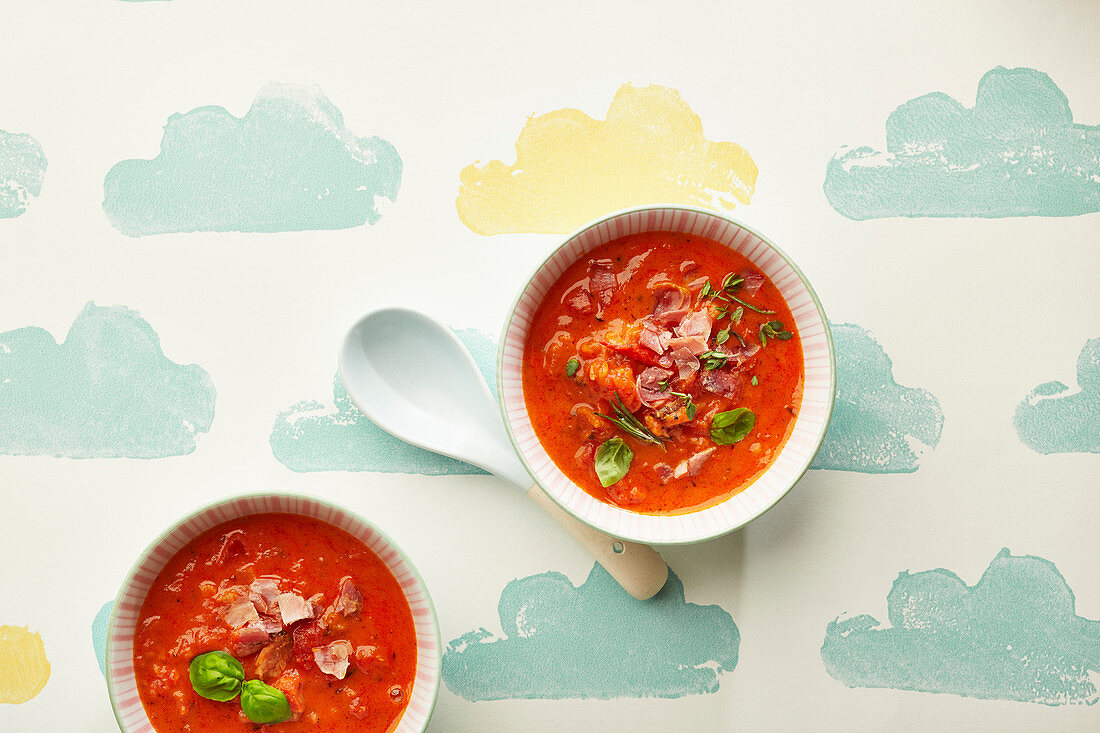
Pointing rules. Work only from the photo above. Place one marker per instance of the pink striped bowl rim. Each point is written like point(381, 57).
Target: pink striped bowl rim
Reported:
point(810, 426)
point(120, 632)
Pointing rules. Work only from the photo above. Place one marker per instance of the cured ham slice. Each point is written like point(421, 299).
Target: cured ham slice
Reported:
point(602, 283)
point(293, 608)
point(263, 592)
point(273, 658)
point(333, 658)
point(241, 612)
point(692, 466)
point(696, 326)
point(694, 345)
point(350, 600)
point(648, 385)
point(246, 641)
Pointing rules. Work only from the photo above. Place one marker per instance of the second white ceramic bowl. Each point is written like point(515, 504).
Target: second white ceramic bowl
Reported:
point(810, 426)
point(120, 632)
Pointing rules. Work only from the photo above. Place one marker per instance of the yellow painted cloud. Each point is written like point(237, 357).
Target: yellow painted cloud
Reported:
point(23, 666)
point(571, 168)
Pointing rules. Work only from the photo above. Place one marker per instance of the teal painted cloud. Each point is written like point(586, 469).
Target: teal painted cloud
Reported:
point(1014, 635)
point(287, 165)
point(878, 426)
point(595, 641)
point(107, 391)
point(1015, 153)
point(310, 436)
point(99, 635)
point(1051, 422)
point(22, 171)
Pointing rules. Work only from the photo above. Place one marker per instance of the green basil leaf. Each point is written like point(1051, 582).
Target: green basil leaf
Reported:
point(733, 280)
point(613, 461)
point(216, 676)
point(730, 427)
point(263, 703)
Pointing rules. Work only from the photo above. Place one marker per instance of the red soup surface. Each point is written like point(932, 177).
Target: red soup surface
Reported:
point(650, 354)
point(304, 605)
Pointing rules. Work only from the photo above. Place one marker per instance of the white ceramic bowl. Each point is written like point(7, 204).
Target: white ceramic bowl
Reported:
point(120, 631)
point(809, 427)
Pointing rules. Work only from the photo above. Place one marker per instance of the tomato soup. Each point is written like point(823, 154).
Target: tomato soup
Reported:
point(299, 604)
point(662, 372)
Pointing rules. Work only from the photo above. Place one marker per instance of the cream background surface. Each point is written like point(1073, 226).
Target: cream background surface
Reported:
point(978, 312)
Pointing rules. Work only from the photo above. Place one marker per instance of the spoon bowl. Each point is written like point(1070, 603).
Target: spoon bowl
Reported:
point(413, 378)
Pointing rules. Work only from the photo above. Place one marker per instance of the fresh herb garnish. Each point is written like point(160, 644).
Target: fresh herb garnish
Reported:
point(216, 676)
point(732, 281)
point(773, 329)
point(730, 427)
point(747, 305)
point(629, 424)
point(263, 703)
point(613, 461)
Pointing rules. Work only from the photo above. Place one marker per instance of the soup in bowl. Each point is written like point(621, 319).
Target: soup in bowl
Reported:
point(667, 374)
point(276, 611)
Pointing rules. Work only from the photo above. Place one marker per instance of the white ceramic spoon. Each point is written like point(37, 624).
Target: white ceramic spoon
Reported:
point(413, 378)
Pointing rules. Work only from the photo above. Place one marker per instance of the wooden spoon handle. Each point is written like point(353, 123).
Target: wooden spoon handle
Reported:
point(637, 568)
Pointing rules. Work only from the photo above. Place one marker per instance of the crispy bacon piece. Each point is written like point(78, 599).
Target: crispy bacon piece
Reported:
point(264, 592)
point(241, 612)
point(350, 601)
point(696, 326)
point(289, 684)
point(372, 660)
point(692, 465)
point(648, 385)
point(333, 658)
point(672, 302)
point(246, 641)
point(293, 608)
point(722, 382)
point(273, 658)
point(602, 283)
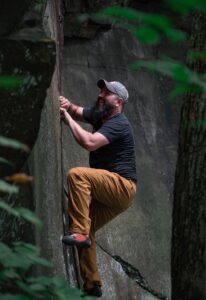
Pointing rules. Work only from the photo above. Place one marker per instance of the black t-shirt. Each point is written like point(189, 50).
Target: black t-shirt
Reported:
point(119, 155)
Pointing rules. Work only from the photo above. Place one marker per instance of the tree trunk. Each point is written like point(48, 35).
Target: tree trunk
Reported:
point(189, 211)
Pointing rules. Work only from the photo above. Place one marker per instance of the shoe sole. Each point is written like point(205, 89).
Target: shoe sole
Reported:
point(82, 245)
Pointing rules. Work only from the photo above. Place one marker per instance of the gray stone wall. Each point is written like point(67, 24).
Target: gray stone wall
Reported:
point(140, 236)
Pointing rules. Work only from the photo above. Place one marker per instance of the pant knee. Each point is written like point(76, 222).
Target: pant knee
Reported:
point(76, 173)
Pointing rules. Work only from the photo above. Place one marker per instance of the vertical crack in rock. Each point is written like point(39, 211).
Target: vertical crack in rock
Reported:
point(134, 274)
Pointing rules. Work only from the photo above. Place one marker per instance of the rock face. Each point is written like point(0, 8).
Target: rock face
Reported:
point(141, 235)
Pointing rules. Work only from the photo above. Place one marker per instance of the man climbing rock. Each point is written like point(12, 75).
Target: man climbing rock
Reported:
point(99, 193)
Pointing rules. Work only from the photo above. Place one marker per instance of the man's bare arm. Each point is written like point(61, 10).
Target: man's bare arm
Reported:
point(89, 141)
point(74, 110)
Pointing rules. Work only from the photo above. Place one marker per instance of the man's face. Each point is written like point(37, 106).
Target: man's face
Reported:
point(107, 100)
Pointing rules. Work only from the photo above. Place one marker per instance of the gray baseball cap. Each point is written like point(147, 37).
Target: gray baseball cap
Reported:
point(115, 87)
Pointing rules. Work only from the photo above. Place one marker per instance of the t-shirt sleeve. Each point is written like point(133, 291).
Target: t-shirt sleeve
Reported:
point(112, 130)
point(88, 114)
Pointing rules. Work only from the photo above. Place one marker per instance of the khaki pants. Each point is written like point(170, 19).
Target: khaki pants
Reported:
point(96, 196)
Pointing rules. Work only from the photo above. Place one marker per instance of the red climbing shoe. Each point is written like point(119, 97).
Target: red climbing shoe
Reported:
point(77, 239)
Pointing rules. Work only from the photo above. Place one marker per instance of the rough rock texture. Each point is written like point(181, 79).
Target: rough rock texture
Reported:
point(140, 236)
point(31, 56)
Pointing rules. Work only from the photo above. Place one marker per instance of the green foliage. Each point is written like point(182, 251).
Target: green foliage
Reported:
point(11, 82)
point(16, 263)
point(17, 260)
point(148, 28)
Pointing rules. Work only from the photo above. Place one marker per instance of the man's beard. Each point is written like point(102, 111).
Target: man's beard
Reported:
point(101, 112)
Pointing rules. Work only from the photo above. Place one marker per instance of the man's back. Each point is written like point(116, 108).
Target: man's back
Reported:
point(119, 155)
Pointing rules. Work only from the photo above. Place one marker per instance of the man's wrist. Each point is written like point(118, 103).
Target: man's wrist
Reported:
point(72, 110)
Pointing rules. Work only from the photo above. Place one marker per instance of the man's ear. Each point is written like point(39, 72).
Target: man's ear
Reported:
point(119, 102)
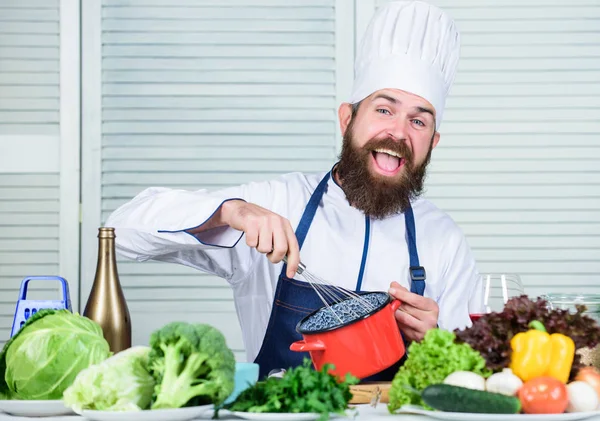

= = = = =

- [EXERCISE INSTRUCTIONS]: Copy the listing from the line with "like point(37, 624)." up to and including the line with "point(76, 173)", changing "Reported" to "Marked" and keeping everything else the same. Leave the pictures out.

- [EXPECTED ANSWER]:
Pointing rules. Work only from the photo above. Place one marker per instance of the white ceramic spoon. Each point is written like point(37, 624).
Target: white ceramic spoon
Marked:
point(413, 378)
Pointing rules. Work only from the photo above. Place one marker per instance of the wooden spoon handle. Each point is written like point(353, 123).
Target: wooden spoon handle
Marked:
point(637, 568)
Pointing rules. Work only from the photo above. Place one marker per instance of the crispy bacon piece. Each point is written like point(78, 599).
Target: crispy bacon piece
Marked:
point(264, 592)
point(241, 612)
point(350, 601)
point(696, 326)
point(289, 684)
point(372, 660)
point(692, 465)
point(648, 385)
point(333, 658)
point(672, 302)
point(246, 641)
point(293, 608)
point(722, 382)
point(273, 658)
point(602, 283)
Pointing rules. Work only from the photo above. Place one marker per instance of the black t-shirt. Each point is written like point(189, 50).
Target: black t-shirt
Marked:
point(119, 155)
Pointing rules. Work only from the photo above. Place one marker per instance of the tree trunk. Each point is written like point(48, 35).
Target: tree trunk
Marked:
point(189, 211)
Pointing rules. Work only from the photo above. Place one marker per instance of the shoe sole. Each point is written like point(205, 89).
Target: shoe sole
Marked:
point(82, 245)
Pointing rules. Work only from the photo above. Place one marker per instance of the gray stone wall. Each point is written like point(67, 24).
Target: gray stone wall
Marked:
point(140, 236)
Pointing rules. Work only from the photo above. Place one marker per instance of the pant knee. Each point is written like point(76, 222).
Target: pant knee
Marked:
point(76, 173)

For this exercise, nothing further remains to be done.